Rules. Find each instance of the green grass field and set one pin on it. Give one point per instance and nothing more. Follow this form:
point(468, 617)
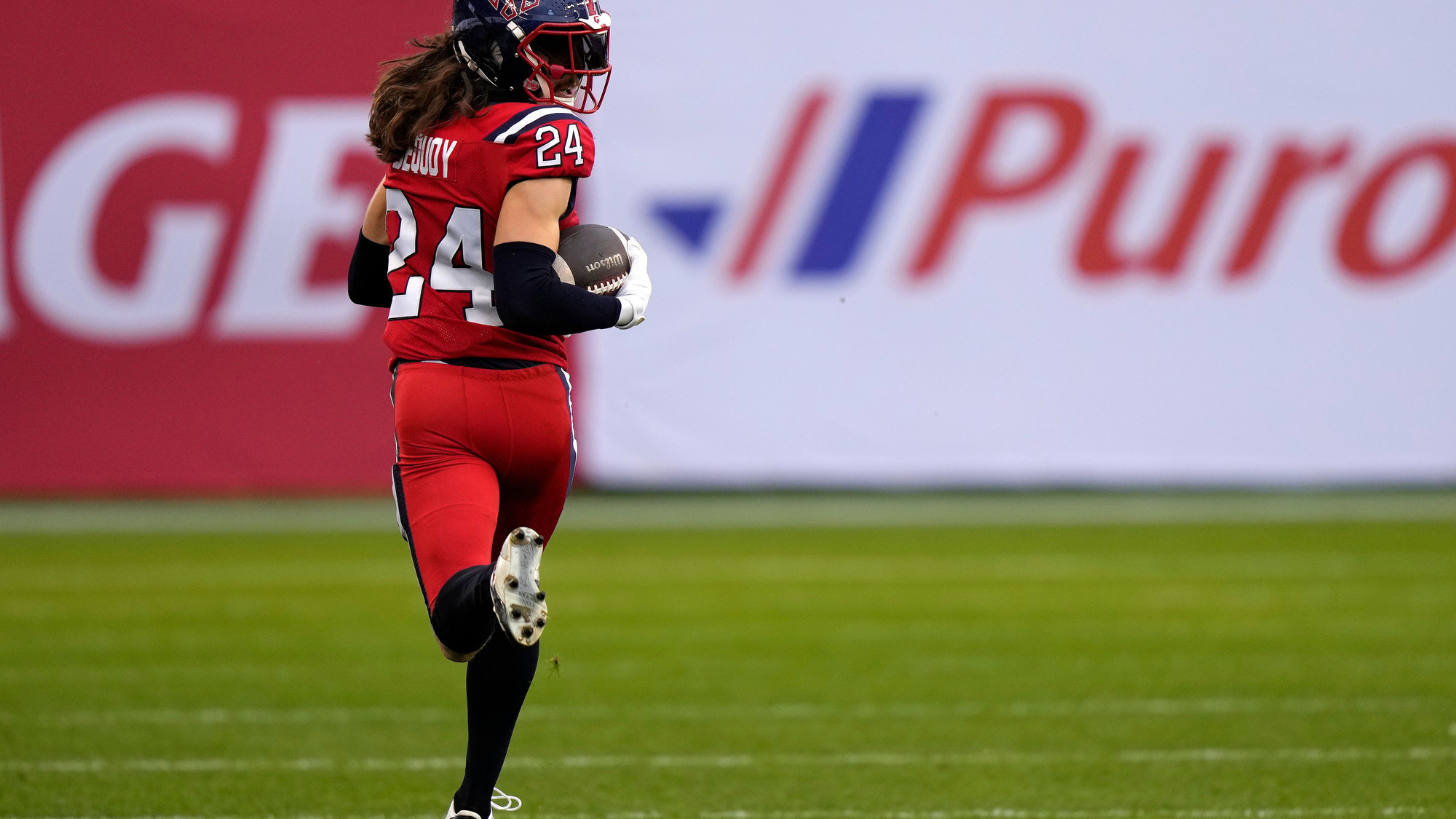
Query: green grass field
point(1068, 672)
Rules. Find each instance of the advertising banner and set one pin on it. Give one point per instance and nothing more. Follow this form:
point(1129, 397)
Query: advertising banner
point(1032, 242)
point(183, 189)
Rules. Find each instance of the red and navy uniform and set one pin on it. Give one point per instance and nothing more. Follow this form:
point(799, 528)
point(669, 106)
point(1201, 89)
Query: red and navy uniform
point(481, 449)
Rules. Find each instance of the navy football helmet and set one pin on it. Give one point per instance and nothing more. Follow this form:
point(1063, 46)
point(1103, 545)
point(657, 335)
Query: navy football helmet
point(547, 50)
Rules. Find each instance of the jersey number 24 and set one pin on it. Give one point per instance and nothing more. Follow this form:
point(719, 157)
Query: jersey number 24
point(462, 238)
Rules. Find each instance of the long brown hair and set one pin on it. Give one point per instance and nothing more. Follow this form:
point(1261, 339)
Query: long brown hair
point(419, 92)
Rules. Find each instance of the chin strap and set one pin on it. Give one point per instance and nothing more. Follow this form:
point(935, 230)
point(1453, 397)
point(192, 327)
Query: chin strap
point(470, 63)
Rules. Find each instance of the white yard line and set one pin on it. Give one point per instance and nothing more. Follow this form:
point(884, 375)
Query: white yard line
point(784, 711)
point(975, 758)
point(755, 510)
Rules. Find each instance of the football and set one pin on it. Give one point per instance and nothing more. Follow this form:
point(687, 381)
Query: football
point(593, 257)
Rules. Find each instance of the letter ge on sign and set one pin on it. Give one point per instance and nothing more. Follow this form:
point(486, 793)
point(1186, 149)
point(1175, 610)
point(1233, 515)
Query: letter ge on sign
point(58, 269)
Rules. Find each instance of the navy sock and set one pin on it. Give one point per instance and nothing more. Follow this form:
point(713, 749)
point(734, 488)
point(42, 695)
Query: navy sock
point(496, 685)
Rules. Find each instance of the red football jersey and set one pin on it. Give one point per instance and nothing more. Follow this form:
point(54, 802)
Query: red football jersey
point(443, 200)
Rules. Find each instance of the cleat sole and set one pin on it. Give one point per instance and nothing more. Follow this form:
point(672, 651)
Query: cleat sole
point(521, 605)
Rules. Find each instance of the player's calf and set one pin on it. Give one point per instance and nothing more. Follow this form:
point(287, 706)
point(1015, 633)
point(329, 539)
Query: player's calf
point(521, 605)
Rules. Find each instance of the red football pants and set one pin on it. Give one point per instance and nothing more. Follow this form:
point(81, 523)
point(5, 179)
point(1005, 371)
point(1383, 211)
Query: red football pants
point(481, 452)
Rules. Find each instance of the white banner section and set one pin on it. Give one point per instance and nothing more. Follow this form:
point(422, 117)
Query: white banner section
point(1036, 242)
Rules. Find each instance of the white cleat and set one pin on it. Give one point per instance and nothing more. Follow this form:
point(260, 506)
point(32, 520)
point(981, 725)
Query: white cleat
point(516, 590)
point(500, 800)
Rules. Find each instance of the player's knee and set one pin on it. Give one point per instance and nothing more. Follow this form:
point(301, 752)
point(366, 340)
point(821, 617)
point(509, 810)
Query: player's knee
point(464, 614)
point(456, 656)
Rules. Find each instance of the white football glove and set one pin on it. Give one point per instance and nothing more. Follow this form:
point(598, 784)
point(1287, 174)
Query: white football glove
point(637, 289)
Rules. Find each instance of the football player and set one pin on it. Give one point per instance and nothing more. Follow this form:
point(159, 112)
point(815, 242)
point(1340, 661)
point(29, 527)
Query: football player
point(486, 139)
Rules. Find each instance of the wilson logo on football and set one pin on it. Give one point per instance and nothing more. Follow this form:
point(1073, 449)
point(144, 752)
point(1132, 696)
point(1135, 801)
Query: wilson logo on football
point(1107, 178)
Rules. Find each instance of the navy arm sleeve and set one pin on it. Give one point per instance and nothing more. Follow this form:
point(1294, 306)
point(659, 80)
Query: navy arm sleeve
point(532, 299)
point(369, 274)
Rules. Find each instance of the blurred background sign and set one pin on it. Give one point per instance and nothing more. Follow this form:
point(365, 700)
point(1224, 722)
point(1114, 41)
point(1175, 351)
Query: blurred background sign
point(934, 244)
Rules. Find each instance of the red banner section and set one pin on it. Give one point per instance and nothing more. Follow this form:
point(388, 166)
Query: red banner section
point(183, 187)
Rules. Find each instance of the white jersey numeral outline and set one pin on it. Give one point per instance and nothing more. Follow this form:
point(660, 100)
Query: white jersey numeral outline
point(465, 237)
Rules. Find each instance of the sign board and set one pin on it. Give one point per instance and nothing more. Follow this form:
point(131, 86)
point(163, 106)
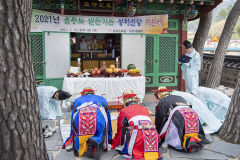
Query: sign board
point(46, 21)
point(86, 5)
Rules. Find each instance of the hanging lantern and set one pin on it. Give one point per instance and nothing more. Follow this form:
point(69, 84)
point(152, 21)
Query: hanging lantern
point(181, 1)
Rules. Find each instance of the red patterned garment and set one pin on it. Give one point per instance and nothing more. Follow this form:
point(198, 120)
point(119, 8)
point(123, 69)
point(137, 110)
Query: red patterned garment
point(150, 138)
point(87, 121)
point(131, 138)
point(191, 120)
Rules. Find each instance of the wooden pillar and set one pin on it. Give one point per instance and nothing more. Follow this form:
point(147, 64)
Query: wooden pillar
point(183, 37)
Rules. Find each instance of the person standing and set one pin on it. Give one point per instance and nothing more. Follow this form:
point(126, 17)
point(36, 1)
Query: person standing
point(48, 98)
point(190, 65)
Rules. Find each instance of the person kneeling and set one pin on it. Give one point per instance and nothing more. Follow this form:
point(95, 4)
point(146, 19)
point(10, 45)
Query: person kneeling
point(180, 126)
point(136, 135)
point(90, 129)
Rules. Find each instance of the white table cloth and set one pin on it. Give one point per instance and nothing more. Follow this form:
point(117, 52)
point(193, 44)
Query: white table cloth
point(113, 87)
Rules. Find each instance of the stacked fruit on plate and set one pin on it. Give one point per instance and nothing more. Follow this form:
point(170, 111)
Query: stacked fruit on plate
point(133, 71)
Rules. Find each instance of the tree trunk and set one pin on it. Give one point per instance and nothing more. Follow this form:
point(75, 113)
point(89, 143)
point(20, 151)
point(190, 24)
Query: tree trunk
point(200, 39)
point(21, 130)
point(230, 130)
point(214, 75)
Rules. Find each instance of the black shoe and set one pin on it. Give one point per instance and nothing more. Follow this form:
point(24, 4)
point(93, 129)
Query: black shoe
point(90, 151)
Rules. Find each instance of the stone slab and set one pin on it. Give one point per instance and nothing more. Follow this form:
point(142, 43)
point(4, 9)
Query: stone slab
point(53, 145)
point(56, 136)
point(50, 123)
point(228, 149)
point(202, 154)
point(64, 155)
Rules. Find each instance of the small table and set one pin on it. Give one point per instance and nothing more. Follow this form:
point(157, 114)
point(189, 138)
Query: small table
point(115, 105)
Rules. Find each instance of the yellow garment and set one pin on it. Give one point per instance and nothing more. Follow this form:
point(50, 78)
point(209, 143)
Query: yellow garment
point(151, 155)
point(194, 135)
point(83, 144)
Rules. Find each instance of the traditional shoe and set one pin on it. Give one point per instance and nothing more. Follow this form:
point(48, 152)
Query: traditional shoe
point(90, 151)
point(50, 129)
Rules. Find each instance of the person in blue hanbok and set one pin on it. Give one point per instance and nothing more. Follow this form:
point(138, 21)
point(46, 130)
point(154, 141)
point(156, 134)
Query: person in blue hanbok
point(48, 97)
point(215, 100)
point(210, 122)
point(91, 143)
point(190, 67)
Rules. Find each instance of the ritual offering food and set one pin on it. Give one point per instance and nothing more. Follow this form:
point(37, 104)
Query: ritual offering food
point(131, 66)
point(134, 72)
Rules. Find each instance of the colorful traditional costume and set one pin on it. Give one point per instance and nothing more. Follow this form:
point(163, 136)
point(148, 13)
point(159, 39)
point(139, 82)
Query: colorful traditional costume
point(182, 129)
point(136, 135)
point(91, 129)
point(210, 121)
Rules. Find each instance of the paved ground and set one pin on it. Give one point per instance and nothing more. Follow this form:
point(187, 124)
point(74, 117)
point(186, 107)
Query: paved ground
point(217, 150)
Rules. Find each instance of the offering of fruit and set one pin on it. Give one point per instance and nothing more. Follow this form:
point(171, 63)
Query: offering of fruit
point(79, 73)
point(131, 66)
point(112, 66)
point(116, 70)
point(138, 70)
point(109, 70)
point(94, 72)
point(98, 72)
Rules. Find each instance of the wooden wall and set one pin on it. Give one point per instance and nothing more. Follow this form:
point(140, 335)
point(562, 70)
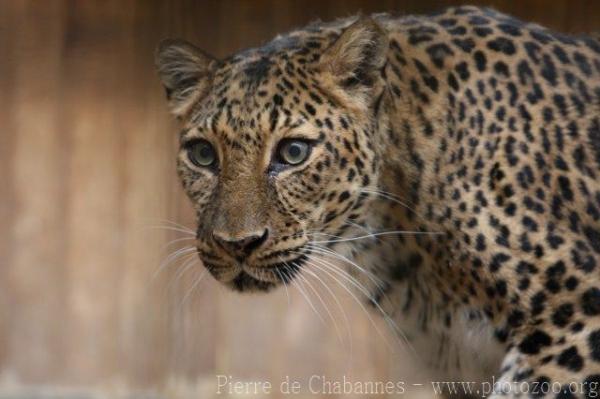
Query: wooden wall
point(86, 175)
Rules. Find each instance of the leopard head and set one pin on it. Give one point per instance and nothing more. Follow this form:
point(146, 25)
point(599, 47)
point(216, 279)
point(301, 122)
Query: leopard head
point(277, 147)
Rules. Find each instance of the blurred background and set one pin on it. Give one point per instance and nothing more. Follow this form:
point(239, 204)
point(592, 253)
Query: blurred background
point(89, 201)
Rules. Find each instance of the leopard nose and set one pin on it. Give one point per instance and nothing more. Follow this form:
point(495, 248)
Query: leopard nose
point(241, 247)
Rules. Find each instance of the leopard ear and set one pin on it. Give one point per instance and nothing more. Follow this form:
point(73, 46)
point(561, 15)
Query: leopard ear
point(356, 58)
point(186, 73)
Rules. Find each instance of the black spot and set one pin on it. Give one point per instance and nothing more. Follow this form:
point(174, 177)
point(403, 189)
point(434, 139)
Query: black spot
point(590, 302)
point(510, 29)
point(438, 52)
point(258, 70)
point(593, 237)
point(594, 344)
point(343, 196)
point(310, 109)
point(562, 315)
point(480, 60)
point(503, 45)
point(534, 342)
point(570, 359)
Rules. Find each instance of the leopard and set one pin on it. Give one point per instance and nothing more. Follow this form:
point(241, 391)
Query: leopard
point(445, 166)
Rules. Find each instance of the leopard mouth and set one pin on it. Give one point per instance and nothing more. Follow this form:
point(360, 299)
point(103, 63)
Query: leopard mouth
point(265, 278)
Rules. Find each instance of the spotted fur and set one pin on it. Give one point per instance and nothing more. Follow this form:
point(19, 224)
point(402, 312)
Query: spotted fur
point(477, 132)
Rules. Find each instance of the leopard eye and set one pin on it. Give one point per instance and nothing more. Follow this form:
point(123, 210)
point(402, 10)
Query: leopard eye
point(293, 152)
point(201, 153)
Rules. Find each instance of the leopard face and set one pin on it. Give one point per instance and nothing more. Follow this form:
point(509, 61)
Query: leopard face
point(276, 151)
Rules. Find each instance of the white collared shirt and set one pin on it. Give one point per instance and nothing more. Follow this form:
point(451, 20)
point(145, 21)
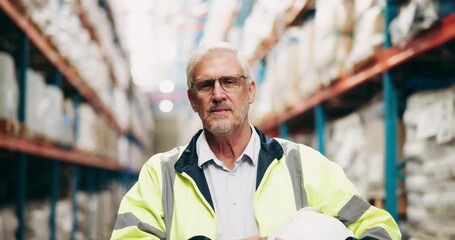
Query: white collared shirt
point(232, 191)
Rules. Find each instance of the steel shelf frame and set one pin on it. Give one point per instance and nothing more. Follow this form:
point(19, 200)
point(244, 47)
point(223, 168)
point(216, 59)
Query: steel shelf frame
point(383, 61)
point(51, 151)
point(49, 51)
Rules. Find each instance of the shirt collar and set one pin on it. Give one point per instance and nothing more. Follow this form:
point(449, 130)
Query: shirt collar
point(206, 154)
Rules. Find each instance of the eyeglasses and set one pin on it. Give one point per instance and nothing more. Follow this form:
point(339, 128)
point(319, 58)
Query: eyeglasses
point(229, 83)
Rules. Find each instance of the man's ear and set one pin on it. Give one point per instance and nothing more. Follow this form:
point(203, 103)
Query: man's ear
point(190, 93)
point(251, 91)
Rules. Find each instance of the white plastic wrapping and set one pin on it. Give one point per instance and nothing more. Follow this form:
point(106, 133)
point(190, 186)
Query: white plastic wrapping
point(414, 17)
point(121, 107)
point(368, 34)
point(429, 148)
point(265, 19)
point(35, 114)
point(9, 95)
point(309, 81)
point(86, 139)
point(52, 112)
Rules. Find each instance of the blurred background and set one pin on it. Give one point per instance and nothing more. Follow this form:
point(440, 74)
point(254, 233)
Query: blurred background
point(90, 89)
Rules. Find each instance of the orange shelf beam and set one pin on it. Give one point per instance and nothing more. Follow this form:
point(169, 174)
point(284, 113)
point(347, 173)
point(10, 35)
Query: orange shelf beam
point(382, 62)
point(49, 51)
point(290, 15)
point(48, 150)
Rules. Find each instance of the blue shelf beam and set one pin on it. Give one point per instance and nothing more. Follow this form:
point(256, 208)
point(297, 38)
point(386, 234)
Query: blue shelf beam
point(319, 119)
point(391, 117)
point(22, 60)
point(75, 176)
point(55, 188)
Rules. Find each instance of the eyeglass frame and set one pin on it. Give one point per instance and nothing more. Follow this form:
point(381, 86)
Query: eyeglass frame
point(239, 76)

### [WORK ITEM]
Starting at the first line of the records and stopping after the line with "point(1201, 89)", copy each line exactly; pictures stay out.

### [WRITTEN ANSWER]
Rules. Find each instance of the green grass field and set one pin on it. Give one point per instance and nothing more. Follow this form:
point(468, 617)
Query: green grass field
point(1068, 672)
Rules. Find each instance of the advertising banner and set one pin on it. Give one point per instance and nothing more. Follow this form:
point(1129, 397)
Query: advertising banner
point(1032, 242)
point(183, 189)
Rules. Find each instance of the red and navy uniform and set one pin on it. Give one point per instance and nothing more. Follow this form:
point(799, 528)
point(669, 106)
point(1201, 89)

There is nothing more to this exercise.